● Task goal
Please copy the rows below word for word, starting at the line containing "# test: pointer returns one pin per instance of the tall" and running through the last line of the rows.

● A block of data
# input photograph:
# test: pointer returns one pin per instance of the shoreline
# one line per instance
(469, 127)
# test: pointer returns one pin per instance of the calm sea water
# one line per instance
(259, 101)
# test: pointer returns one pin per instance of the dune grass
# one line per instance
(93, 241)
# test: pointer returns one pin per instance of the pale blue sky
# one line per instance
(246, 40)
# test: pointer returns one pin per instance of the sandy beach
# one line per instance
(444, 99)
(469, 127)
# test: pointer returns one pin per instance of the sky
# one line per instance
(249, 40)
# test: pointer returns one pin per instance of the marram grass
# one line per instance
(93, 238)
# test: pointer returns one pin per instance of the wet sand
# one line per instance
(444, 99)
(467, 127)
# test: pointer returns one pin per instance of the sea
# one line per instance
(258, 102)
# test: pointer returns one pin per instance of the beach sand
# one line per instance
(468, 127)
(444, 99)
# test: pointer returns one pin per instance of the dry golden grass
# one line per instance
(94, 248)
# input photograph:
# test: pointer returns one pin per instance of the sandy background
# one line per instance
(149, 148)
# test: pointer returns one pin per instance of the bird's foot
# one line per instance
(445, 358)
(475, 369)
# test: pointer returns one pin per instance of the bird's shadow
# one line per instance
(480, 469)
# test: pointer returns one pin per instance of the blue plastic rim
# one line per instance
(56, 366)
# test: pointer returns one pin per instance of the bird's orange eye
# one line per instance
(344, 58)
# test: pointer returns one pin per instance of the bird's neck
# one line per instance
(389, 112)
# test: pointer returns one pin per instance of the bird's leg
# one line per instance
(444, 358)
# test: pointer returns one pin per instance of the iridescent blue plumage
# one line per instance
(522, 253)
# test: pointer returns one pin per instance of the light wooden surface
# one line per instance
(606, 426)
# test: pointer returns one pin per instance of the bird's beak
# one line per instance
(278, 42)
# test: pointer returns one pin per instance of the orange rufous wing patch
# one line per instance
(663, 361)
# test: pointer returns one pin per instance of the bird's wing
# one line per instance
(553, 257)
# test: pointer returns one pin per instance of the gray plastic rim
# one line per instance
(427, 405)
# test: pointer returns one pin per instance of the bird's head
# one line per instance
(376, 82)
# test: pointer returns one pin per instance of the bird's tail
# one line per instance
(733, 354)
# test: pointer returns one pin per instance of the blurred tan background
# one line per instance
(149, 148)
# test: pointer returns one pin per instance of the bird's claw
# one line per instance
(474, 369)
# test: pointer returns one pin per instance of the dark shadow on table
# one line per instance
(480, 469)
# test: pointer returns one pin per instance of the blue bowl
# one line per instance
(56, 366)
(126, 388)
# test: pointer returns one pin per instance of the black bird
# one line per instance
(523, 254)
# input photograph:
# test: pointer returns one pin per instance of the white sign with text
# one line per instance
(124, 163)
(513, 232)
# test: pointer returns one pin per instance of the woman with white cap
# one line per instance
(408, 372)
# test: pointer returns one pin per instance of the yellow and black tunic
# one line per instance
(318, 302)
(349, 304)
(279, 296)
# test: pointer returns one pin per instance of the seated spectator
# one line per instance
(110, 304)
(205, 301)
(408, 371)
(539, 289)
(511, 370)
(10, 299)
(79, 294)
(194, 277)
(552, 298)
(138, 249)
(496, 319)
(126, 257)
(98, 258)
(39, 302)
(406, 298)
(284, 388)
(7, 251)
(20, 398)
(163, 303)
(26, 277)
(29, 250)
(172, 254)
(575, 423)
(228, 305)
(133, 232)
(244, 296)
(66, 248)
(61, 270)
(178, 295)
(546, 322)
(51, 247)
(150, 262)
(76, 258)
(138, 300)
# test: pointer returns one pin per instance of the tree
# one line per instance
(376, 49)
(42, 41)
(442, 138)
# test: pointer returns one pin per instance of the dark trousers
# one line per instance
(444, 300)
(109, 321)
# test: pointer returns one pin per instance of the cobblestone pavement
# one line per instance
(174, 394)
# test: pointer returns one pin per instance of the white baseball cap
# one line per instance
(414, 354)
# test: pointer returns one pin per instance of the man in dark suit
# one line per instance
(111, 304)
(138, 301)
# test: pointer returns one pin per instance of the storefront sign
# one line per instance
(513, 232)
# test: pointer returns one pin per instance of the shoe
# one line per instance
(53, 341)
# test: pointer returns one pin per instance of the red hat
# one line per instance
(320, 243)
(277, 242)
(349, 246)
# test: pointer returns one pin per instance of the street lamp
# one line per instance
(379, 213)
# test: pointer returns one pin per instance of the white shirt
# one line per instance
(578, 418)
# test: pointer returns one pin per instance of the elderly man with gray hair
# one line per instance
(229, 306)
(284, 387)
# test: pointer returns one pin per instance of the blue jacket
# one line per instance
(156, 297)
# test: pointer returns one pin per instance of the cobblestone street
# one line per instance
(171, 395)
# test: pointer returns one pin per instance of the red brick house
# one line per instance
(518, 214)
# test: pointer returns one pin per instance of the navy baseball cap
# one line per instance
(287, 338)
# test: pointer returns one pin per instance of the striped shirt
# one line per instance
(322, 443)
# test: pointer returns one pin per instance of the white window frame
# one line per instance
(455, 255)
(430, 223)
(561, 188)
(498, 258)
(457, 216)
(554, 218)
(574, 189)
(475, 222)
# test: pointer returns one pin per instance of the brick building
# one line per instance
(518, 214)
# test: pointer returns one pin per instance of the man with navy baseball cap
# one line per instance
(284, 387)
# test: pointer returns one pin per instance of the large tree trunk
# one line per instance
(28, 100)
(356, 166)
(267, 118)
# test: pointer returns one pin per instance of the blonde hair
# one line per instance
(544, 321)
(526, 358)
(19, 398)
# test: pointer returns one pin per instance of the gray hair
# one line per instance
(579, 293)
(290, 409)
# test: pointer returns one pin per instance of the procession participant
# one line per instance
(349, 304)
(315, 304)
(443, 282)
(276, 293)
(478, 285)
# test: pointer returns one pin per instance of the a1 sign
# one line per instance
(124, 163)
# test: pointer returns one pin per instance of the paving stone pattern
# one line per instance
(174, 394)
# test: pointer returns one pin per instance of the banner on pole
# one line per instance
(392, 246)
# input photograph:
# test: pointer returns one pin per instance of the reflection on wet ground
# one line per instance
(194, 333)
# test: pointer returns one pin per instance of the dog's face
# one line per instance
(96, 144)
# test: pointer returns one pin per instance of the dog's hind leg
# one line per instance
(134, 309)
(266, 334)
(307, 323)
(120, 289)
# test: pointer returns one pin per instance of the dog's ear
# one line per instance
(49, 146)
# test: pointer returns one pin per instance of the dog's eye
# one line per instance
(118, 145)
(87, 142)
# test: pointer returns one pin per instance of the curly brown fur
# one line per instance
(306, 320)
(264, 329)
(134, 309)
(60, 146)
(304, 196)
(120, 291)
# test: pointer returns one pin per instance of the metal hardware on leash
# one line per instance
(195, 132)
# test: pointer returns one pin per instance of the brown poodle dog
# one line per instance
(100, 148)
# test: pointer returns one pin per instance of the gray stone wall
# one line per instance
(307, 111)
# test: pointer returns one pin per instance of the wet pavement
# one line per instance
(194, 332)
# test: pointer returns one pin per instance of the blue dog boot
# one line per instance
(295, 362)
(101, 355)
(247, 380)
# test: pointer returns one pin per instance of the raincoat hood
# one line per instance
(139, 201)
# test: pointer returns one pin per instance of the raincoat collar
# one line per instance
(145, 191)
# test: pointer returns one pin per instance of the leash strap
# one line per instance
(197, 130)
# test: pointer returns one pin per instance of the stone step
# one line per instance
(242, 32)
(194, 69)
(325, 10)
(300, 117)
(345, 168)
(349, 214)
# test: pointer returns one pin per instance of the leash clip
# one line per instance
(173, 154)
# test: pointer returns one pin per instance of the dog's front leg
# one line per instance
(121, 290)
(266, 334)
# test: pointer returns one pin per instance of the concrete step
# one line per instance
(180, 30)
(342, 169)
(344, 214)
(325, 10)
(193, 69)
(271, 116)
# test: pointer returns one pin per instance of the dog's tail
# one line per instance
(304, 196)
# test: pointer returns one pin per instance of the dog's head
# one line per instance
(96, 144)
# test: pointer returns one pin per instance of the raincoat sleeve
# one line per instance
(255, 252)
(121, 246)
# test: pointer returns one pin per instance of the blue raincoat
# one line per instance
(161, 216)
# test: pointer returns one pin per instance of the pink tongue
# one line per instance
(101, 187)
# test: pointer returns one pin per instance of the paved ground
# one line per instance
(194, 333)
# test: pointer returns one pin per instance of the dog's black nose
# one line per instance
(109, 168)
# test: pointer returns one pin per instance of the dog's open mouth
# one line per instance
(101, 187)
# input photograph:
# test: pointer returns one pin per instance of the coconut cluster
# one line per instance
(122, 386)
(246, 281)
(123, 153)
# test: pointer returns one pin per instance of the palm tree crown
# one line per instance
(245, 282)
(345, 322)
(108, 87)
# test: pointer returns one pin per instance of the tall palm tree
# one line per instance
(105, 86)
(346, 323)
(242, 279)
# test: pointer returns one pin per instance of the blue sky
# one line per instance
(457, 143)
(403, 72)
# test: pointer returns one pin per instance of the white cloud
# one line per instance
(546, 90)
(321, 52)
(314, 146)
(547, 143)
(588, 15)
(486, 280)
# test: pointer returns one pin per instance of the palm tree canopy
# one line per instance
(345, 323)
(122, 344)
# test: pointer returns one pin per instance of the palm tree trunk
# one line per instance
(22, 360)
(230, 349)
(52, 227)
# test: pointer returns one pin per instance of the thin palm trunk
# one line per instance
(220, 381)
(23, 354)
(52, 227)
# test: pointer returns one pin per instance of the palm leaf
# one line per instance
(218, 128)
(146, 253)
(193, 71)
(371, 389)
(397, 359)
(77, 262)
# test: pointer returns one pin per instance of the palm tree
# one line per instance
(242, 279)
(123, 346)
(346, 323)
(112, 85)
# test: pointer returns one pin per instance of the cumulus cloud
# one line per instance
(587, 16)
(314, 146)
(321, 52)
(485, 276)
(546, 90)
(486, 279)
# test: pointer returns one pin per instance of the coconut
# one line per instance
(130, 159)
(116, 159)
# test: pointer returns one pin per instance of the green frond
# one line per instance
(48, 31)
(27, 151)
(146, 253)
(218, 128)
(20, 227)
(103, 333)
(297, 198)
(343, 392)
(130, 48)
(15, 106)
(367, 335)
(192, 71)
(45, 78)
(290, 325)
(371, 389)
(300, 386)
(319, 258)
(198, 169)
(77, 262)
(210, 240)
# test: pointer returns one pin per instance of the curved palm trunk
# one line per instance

● Response for this exercise
# test: pointer returns one pin per instance of the tall palm tree
# one line per instance
(105, 86)
(346, 323)
(242, 279)
# test: pointer returns one pin per instance of the blue sky
# one line per instance
(457, 143)
(403, 72)
# test: pointer returns one pin per instance of the white cloud
# one line per instance
(546, 90)
(321, 52)
(314, 146)
(547, 143)
(588, 15)
(486, 280)
# test: pointer returns one pin per instance of the palm tree canopy
# one line per instance
(345, 323)
(122, 344)
# test: pointer returns one pin per instance of the palm tree trunk
# one line per instance
(22, 360)
(230, 349)
(52, 227)
# test: pointer returns one pin per instance of the thin palm trunk
# one line per instance
(220, 381)
(23, 354)
(52, 227)
# test: pointer returns one pin per instance of the palm leaf
# one line per instance
(218, 128)
(146, 253)
(193, 71)
(371, 389)
(397, 359)
(77, 262)
# test: pointer returns one pin per instance of the palm tree
# one line per instance
(242, 279)
(123, 346)
(346, 323)
(112, 85)
# test: pointer returns one pin per instance of the cumulus cloud
# one line per instance
(587, 16)
(314, 146)
(321, 52)
(485, 276)
(546, 90)
(486, 279)
# test: pointer returns one pin per instance of the coconut
# one line per instance
(130, 159)
(116, 159)
# test: pointer returns one pin per instance of the green frond
# one line per instance
(48, 31)
(27, 151)
(146, 253)
(218, 128)
(20, 227)
(103, 333)
(297, 198)
(343, 392)
(130, 48)
(15, 106)
(367, 335)
(192, 71)
(45, 78)
(290, 325)
(371, 389)
(300, 386)
(319, 258)
(198, 169)
(77, 262)
(210, 240)
# test: pointer returns one pin per instance of the curved palm trunk
# one line per instance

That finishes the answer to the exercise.